Referring expression data:
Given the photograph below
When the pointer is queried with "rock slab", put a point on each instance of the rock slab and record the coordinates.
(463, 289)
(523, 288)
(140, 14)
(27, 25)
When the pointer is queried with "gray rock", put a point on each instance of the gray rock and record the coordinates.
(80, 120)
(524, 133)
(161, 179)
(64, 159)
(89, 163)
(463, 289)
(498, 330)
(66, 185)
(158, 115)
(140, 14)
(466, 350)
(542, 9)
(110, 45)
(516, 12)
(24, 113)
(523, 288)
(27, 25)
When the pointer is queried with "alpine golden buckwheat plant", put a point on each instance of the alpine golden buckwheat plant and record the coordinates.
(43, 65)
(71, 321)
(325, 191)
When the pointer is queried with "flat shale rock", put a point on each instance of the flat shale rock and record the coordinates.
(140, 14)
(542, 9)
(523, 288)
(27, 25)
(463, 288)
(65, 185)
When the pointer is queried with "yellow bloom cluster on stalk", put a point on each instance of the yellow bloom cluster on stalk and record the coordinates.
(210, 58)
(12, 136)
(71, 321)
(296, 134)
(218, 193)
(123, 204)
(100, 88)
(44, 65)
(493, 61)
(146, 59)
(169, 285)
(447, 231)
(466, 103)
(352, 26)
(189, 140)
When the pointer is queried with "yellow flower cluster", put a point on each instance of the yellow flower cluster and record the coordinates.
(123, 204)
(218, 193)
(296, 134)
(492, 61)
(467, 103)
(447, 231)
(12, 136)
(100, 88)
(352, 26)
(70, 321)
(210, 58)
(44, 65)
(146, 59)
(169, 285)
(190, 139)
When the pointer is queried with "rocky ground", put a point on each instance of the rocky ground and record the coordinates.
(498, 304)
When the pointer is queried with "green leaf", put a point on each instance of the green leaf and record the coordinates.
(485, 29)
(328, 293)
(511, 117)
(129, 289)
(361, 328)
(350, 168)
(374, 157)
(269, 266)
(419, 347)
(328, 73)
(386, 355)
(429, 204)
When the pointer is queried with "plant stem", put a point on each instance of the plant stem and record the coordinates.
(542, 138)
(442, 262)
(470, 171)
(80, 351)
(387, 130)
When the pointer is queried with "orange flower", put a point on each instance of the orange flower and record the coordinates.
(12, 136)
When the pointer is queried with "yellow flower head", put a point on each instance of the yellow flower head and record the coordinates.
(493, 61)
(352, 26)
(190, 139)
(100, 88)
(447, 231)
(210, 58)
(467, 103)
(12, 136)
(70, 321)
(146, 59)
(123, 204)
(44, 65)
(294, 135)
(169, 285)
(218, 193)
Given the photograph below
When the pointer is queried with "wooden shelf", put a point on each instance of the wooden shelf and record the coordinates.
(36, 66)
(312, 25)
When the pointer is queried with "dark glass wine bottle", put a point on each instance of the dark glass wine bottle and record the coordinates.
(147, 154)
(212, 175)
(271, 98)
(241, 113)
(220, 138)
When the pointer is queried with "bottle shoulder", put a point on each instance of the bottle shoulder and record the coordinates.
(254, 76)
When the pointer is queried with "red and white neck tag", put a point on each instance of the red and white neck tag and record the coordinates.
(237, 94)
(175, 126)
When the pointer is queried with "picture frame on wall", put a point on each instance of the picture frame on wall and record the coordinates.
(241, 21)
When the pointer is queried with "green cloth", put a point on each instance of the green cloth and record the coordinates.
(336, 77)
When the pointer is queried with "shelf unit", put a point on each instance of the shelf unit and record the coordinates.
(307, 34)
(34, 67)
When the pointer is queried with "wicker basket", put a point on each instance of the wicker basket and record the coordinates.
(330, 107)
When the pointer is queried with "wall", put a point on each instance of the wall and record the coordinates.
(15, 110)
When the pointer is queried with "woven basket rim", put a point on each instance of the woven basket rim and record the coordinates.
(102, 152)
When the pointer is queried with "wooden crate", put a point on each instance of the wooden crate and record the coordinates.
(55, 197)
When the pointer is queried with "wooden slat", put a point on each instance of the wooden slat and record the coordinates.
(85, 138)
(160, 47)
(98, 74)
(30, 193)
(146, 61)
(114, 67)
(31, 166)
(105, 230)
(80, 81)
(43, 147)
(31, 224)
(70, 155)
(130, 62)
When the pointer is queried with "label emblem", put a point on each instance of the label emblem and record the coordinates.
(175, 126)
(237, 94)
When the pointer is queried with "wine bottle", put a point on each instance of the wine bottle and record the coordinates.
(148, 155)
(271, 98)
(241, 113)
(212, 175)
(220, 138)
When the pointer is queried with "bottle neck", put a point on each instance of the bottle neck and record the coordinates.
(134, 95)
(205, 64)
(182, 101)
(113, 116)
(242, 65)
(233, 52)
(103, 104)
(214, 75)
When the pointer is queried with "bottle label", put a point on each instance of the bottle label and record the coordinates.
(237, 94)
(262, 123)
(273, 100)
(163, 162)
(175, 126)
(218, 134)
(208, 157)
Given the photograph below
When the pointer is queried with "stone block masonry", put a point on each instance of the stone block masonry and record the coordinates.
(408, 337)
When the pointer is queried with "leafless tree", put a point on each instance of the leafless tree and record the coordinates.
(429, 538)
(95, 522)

■ Activity
Print the entries once more, identical in every line.

■ Exercise solution
Given the photograph below
When the pointer is queried with "rock slab", put a point on each instance of the rock slab and record the coordinates.
(463, 289)
(523, 288)
(140, 14)
(27, 25)
When the pointer is queried with "gray rock", put a point on each instance of the gray rock and record the coordinates.
(80, 120)
(524, 133)
(161, 179)
(64, 159)
(89, 163)
(463, 289)
(498, 330)
(66, 185)
(158, 115)
(140, 14)
(466, 350)
(542, 9)
(110, 45)
(516, 12)
(24, 113)
(523, 288)
(27, 25)
When the pointer is queried with "alpine golden buckwheat plant", put a point on each instance of the alpine golden buckwheat plant and record the coordinates.
(43, 65)
(71, 321)
(325, 191)
When the pointer is queried with "flat shale rock", put a point on each instance of the flat shale rock and record the coordinates.
(140, 14)
(542, 9)
(523, 288)
(27, 25)
(463, 288)
(65, 185)
When the pointer is queried with "yellow bloom cluster on stalk", put a point on each instance of the yellow bloom cluster on stalk and record the coordinates.
(210, 58)
(12, 136)
(71, 321)
(296, 134)
(218, 193)
(123, 204)
(100, 88)
(44, 65)
(493, 61)
(146, 59)
(169, 285)
(447, 231)
(466, 103)
(352, 26)
(189, 140)
When the pointer is queried with "yellow flower cluster", put a point on each instance of the yellow flower cluster and record the coordinates.
(123, 204)
(218, 193)
(296, 134)
(492, 61)
(467, 103)
(447, 231)
(12, 136)
(100, 88)
(352, 26)
(70, 321)
(210, 58)
(44, 65)
(146, 59)
(169, 285)
(190, 139)
When the pointer is queried with "rocky ground", put a point on each instance of the rocky ground and record the coordinates.
(498, 304)
When the pointer is queried with "green leaf", put a point on each instance of the green leaf and record the coordinates.
(485, 29)
(328, 293)
(511, 117)
(129, 289)
(361, 328)
(350, 168)
(374, 157)
(269, 266)
(419, 347)
(328, 73)
(386, 355)
(429, 204)
When the pointer is queried with "plant stem", put a point on each instance of the plant stem and record the coordinates.
(542, 138)
(442, 262)
(470, 171)
(80, 351)
(387, 130)
When the pointer is queried with "orange flower", put a point on each instance of the orange flower and record the coordinates.
(12, 136)
When the pointer is queried with "yellow flower head", put a point on each instance of the yellow flower head and record the coordinates.
(493, 61)
(352, 26)
(190, 139)
(100, 88)
(447, 231)
(210, 58)
(467, 103)
(12, 136)
(70, 321)
(146, 59)
(123, 204)
(44, 65)
(294, 135)
(169, 285)
(218, 193)
Given the photograph below
When the pointer is queried with "wooden shelf", put a point on each instance of the wooden shelf and record the coordinates.
(36, 66)
(312, 25)
When the pointer is queried with "dark glass wine bottle", put a point on each instance of the dark glass wine bottle and record the coordinates.
(147, 154)
(212, 175)
(271, 98)
(241, 113)
(220, 138)
When the pointer is queried with "bottle shoulder", put a point on each instance of the bottle shoulder and record the coordinates.
(254, 76)
When the pointer is queried with "red and white neck tag", put a point on each instance of the red and white neck tag and record the coordinates.
(237, 94)
(175, 126)
When the pointer is queried with "picture frame on wall", put a point on each instance of the picture frame on wall and record the coordinates.
(241, 21)
When the pointer is queried with "green cloth", put a point on each instance of the green cloth and record the coordinates.
(336, 77)
When the pointer is queried with "shelf unit", put a point on each instance of the shelf unit and record the coordinates.
(307, 34)
(34, 67)
When the pointer is queried with "wicker basket", put a point on each instance of the wicker basket and record the coordinates.
(330, 107)
When the pointer is queried with "wall", put a point on each instance of the wall and record the coordinates.
(15, 110)
When the pointer is queried with "woven basket rim", put a point on each instance of the woven basket rim and record the coordinates.
(102, 152)
When the pointer is queried with "wooden crate", put a point on each instance of the wooden crate and record the coordinates.
(55, 197)
When the pointer is queried with "wooden slat", put a point on each instance of the wooden slat and record the coordinates.
(85, 138)
(160, 47)
(98, 74)
(30, 193)
(146, 61)
(114, 67)
(31, 166)
(105, 230)
(80, 81)
(43, 147)
(31, 224)
(70, 155)
(130, 62)
When the pointer is queried with "label emblem", put a point on each instance of the label emblem and record the coordinates.
(175, 126)
(237, 94)
When the pointer is queried with "wine bottle", put a point on each instance of the wine bottle and record the coordinates.
(148, 155)
(271, 98)
(241, 113)
(212, 175)
(220, 138)
When the pointer is queried with "bottle neck", put a point on each instance of the bottle neck and record the coordinates.
(134, 95)
(205, 64)
(182, 101)
(113, 116)
(242, 65)
(233, 52)
(103, 104)
(214, 75)
When the pointer is queried with "bottle label", put a point on each instance of the bottle label and record the coordinates.
(237, 94)
(262, 123)
(273, 100)
(163, 162)
(175, 126)
(218, 134)
(208, 157)
Given the photograph below
When the pointer is queried with "stone block masonry", put a point on each instance of the stone block masonry and record the coordinates.
(408, 337)
When the pointer is queried with "leafless tree", put a point on each instance of the leafless tree and record the coordinates.
(429, 538)
(95, 522)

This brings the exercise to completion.